(Dataset excerpt)
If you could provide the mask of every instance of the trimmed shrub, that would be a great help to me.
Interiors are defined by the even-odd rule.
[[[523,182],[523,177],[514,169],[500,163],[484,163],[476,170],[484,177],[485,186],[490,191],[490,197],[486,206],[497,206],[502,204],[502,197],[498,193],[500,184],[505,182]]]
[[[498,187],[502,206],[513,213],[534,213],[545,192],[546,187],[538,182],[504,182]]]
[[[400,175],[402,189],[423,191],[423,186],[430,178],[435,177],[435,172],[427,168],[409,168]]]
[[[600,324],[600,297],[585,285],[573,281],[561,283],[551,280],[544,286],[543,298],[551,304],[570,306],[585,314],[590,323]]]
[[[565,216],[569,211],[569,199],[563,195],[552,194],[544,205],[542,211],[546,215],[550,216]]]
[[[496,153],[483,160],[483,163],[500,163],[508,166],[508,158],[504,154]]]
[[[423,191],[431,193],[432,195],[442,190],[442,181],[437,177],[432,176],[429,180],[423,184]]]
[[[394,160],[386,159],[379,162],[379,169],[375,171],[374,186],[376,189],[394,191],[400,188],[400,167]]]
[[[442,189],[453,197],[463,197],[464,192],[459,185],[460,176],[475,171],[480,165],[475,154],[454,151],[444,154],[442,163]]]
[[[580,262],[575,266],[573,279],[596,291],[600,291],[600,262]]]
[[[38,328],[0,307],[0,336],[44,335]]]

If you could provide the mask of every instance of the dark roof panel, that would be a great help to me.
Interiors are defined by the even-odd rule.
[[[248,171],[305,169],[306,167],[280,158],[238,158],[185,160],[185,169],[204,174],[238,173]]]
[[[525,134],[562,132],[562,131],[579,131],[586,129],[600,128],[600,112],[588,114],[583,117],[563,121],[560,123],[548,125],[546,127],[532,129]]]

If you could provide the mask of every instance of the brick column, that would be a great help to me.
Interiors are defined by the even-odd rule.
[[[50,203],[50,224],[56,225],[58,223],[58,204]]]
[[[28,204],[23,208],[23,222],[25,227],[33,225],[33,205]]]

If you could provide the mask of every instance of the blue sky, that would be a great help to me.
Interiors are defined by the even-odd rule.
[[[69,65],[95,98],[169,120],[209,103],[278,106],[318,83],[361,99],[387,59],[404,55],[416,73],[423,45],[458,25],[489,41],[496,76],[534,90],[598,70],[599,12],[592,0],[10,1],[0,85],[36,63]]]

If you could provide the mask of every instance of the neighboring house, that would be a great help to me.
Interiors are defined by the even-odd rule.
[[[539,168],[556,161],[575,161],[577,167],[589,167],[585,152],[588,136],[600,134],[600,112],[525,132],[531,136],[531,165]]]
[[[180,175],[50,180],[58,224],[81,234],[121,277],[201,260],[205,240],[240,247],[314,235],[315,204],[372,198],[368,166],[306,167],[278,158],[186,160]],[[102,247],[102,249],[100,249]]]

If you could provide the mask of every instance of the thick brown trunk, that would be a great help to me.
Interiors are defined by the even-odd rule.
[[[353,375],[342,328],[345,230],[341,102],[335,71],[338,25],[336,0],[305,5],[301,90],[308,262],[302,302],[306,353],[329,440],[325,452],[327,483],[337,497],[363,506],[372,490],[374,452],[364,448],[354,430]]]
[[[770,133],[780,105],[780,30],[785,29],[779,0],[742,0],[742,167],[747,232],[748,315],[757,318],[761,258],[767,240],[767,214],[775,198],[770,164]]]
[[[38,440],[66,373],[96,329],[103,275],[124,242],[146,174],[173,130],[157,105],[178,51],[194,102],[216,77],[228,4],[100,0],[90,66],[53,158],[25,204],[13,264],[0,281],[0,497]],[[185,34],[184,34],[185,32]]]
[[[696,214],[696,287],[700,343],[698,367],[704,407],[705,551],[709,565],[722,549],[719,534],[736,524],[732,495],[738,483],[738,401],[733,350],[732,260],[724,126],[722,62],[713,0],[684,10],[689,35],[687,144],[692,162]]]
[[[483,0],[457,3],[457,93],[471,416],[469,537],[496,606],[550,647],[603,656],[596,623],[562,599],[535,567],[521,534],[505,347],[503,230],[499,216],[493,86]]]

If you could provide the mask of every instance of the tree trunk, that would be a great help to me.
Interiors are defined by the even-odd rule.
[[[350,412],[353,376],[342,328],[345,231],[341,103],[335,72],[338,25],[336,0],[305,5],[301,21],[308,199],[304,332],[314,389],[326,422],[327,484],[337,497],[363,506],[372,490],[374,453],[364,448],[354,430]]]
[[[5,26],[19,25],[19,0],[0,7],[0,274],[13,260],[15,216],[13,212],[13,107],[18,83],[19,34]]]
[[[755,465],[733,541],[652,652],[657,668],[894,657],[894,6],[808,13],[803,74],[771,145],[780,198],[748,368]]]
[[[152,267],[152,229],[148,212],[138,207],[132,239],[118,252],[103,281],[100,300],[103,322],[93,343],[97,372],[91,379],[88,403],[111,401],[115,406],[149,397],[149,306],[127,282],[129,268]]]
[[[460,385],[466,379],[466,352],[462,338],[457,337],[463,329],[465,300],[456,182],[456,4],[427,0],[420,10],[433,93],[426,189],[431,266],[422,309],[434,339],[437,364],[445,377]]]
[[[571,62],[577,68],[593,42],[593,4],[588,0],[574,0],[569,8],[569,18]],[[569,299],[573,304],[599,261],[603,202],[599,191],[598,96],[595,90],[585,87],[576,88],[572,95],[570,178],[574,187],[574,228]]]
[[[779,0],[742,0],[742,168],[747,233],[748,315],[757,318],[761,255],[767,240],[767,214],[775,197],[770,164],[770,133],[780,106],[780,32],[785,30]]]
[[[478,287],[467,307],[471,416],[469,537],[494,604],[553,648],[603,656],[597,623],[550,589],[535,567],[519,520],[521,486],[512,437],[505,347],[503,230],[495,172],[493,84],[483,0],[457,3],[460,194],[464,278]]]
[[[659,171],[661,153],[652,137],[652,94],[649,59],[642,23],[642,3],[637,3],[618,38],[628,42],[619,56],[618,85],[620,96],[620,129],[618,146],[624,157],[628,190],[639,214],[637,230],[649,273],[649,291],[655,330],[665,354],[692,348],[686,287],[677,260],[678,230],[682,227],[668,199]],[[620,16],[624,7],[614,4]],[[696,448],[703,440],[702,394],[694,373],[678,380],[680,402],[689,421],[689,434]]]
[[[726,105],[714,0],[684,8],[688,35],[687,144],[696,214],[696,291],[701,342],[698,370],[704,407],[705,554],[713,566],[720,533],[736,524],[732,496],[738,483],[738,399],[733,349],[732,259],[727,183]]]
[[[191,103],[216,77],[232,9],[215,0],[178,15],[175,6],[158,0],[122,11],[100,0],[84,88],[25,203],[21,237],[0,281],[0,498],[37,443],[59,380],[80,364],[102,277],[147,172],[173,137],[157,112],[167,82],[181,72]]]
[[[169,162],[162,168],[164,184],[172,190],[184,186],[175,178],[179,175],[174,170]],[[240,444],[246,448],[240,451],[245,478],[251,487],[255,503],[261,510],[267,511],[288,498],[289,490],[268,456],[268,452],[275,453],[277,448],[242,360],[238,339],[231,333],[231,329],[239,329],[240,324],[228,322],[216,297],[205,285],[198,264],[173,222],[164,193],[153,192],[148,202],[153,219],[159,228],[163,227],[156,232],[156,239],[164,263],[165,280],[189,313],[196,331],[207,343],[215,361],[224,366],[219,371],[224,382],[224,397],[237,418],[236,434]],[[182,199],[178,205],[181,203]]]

(What is expected) Recast the listing lines between the line containing "of the brick" and the line containing "[[[28,204],[23,208],[23,222],[25,227],[33,225],[33,205]]]", inclusive, as a Markdown table with the columns Row and Line, leaving out any blank lines.

(Written solution)
| Row | Line |
|---|---|
| 1 | If you could provide the mask of every instance of the brick column, that would be a great help to me. |
| 2 | Interiors are defined by the even-odd rule. |
| 3 | [[[50,203],[50,224],[56,225],[58,223],[58,204]]] |
| 4 | [[[28,204],[23,208],[23,222],[25,227],[33,225],[33,205]]] |